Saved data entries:
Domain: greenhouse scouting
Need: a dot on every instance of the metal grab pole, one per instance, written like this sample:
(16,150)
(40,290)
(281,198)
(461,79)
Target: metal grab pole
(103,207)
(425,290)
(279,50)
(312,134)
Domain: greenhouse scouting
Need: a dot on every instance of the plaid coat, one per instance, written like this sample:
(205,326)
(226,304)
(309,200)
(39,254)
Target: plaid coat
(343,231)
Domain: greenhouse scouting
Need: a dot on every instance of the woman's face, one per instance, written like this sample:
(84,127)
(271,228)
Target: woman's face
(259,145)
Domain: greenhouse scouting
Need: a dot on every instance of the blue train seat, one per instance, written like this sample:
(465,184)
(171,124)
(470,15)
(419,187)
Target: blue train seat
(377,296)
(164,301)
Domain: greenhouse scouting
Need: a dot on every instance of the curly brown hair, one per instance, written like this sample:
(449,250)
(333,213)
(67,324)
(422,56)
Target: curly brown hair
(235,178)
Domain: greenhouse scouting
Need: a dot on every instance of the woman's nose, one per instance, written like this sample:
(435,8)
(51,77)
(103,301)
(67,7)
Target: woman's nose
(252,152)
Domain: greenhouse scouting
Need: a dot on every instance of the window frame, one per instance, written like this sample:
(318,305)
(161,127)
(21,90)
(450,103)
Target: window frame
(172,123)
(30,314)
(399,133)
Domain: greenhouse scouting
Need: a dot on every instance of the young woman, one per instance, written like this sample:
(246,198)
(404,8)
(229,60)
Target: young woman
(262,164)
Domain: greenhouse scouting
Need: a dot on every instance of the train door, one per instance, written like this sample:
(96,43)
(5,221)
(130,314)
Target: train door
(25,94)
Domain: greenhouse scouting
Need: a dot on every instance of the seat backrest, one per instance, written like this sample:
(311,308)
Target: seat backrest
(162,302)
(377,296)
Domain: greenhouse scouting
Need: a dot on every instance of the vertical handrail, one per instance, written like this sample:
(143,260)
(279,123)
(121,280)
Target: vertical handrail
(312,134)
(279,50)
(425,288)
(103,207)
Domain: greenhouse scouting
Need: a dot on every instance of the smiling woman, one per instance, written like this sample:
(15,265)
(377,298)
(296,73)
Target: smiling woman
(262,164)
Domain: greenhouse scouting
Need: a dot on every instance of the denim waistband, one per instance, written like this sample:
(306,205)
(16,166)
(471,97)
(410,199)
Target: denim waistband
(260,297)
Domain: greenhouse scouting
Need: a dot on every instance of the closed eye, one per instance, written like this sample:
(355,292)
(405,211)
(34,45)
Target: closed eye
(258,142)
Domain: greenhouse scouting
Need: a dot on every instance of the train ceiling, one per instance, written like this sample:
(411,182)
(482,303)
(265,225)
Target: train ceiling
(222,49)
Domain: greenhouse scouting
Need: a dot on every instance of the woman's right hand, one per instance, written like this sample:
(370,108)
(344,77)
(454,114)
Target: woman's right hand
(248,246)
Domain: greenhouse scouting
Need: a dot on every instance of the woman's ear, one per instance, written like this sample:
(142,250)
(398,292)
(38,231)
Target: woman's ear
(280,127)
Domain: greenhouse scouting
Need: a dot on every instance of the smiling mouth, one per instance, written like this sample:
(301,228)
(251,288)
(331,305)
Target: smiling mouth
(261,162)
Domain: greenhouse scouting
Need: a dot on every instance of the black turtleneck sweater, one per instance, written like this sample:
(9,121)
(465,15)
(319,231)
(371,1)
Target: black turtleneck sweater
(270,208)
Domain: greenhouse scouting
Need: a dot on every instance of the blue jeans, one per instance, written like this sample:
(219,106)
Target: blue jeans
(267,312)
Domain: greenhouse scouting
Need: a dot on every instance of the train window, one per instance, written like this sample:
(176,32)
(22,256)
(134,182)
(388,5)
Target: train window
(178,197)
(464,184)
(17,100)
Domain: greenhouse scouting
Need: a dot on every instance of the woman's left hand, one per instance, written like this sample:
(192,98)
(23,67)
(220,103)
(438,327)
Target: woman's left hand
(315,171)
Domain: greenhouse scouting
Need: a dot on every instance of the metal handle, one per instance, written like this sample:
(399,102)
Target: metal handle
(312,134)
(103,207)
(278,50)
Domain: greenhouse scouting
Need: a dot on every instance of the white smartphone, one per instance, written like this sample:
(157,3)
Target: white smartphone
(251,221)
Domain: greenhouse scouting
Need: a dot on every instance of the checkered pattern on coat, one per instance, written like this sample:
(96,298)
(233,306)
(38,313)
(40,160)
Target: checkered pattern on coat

* Task objective: Write every record out again, unaltered.

* Solution for this problem:
Domain: greenhouse scouting
Need: a dot on every instance of the metal grab pole, one per instance, written like this sample:
(16,150)
(40,290)
(281,198)
(461,79)
Target: metal grab pole
(103,207)
(425,290)
(279,50)
(312,134)
Domain: greenhouse scouting
Need: a dot on every instance of the plaid coat, one per instance, written like this sample:
(205,326)
(226,304)
(309,200)
(39,254)
Target: plaid coat
(343,231)
Domain: greenhouse scouting
Need: a dot on every instance of the woman's face, one per instance, written like this sample:
(84,127)
(271,228)
Target: woman's face
(259,145)
Domain: greenhouse scouting
Need: a dot on every instance of the blue train seat, one per instance, written like this sample:
(465,184)
(171,124)
(470,15)
(419,187)
Target: blue train seat
(377,296)
(164,301)
Domain: greenhouse scouting
Need: a dot on every instance of the curly brown hair, one per instance, written like this sample:
(449,250)
(333,213)
(67,324)
(422,56)
Target: curly brown hair
(235,178)
Domain: greenhouse scouting
Need: a dot on every instance of the woman's nose, one per instance, written like this sample:
(435,8)
(51,77)
(103,301)
(67,7)
Target: woman's nose
(252,152)
Domain: greenhouse scouting
Need: a dot on every instance of the window frame, one per instance, written like this sample:
(318,305)
(161,127)
(21,90)
(450,103)
Target: window frame
(172,123)
(30,314)
(399,133)
Domain: greenhouse scouting
Need: a dot on every instance of the young woman, one per instance, written like this sample:
(246,198)
(404,8)
(229,60)
Target: young woman
(262,164)
Domain: greenhouse scouting
Need: a dot on every instance of the train door, one per instance, written like this sample:
(96,43)
(5,221)
(130,314)
Target: train door
(25,94)
Domain: greenhouse scouting
Need: a dot on every instance of the seat backrest, one per instance, written like this sample:
(311,308)
Target: seat backrest
(162,302)
(377,296)
Domain: greenhouse scouting
Need: a dot on every instance of the vertical handrail, one per instance, written like this sample:
(143,260)
(279,123)
(121,280)
Target: vertical handrail
(312,134)
(279,50)
(425,288)
(103,207)
Domain: greenhouse scouting
Need: a dot on every instance of the smiling woman, one per instance, written like this sample:
(15,265)
(377,298)
(296,73)
Target: smiling woman
(262,164)
Domain: greenhouse scouting
Need: a dot on every instance of the denim waistband, one per instance, written like this sample:
(306,205)
(16,166)
(471,97)
(410,199)
Target: denim waistband
(260,297)
Domain: greenhouse scouting
Need: a dot on every instance of the closed eye, one per instance, written like this sample:
(355,292)
(405,211)
(34,45)
Target: closed eye
(258,142)
Domain: greenhouse scouting
Need: a dot on every instance of the train ceiling, one per instance, written like this sample:
(411,182)
(482,303)
(265,225)
Target: train ceiling
(222,49)
Domain: greenhouse scouting
Need: a dot on every instance of the woman's right hand, one per instance, written like this sample:
(370,108)
(344,77)
(454,114)
Target: woman's right hand
(248,246)
Domain: greenhouse scouting
Need: a dot on every instance of the woman's ear, one per instance, written like this sample:
(142,250)
(398,292)
(38,231)
Target: woman's ear
(280,127)
Domain: greenhouse scouting
Need: a dot on every instance of the smiling mouth, one per instance, written like this sample:
(301,228)
(251,288)
(331,305)
Target: smiling mouth
(261,162)
Domain: greenhouse scouting
Need: a dot on every instance of the black turtleneck sweater, one per instance, written like this sample:
(9,121)
(465,15)
(319,231)
(371,1)
Target: black turtleneck sweater
(270,208)
Domain: greenhouse scouting
Need: a dot on every instance of the blue jeans, one per instance, written like this sample:
(219,106)
Target: blue jeans
(267,312)
Domain: greenhouse scouting
Need: a dot on every instance of the train window, one per instance, written like this sample:
(176,32)
(22,256)
(134,182)
(388,5)
Target: train window
(178,197)
(464,184)
(17,100)
Domain: greenhouse scouting
Need: a dot on every instance of the woman's left hand, one per instance, written like this sample:
(192,98)
(23,67)
(220,103)
(438,327)
Target: woman's left hand
(315,171)
Domain: greenhouse scouting
Need: a dot on every instance of the metal handle, one per instance, written like this sample:
(399,102)
Target: metal handle
(312,134)
(103,207)
(278,50)
Domain: greenhouse scouting
Need: a dot on every instance of the white smartphone, one per instance, written like this sample:
(157,3)
Target: white smartphone
(251,221)
Domain: greenhouse scouting
Need: a dot on every instance of the checkered pattern on coat, one per instance, written like this sample:
(96,298)
(233,306)
(38,313)
(40,160)
Target: checkered pattern on coat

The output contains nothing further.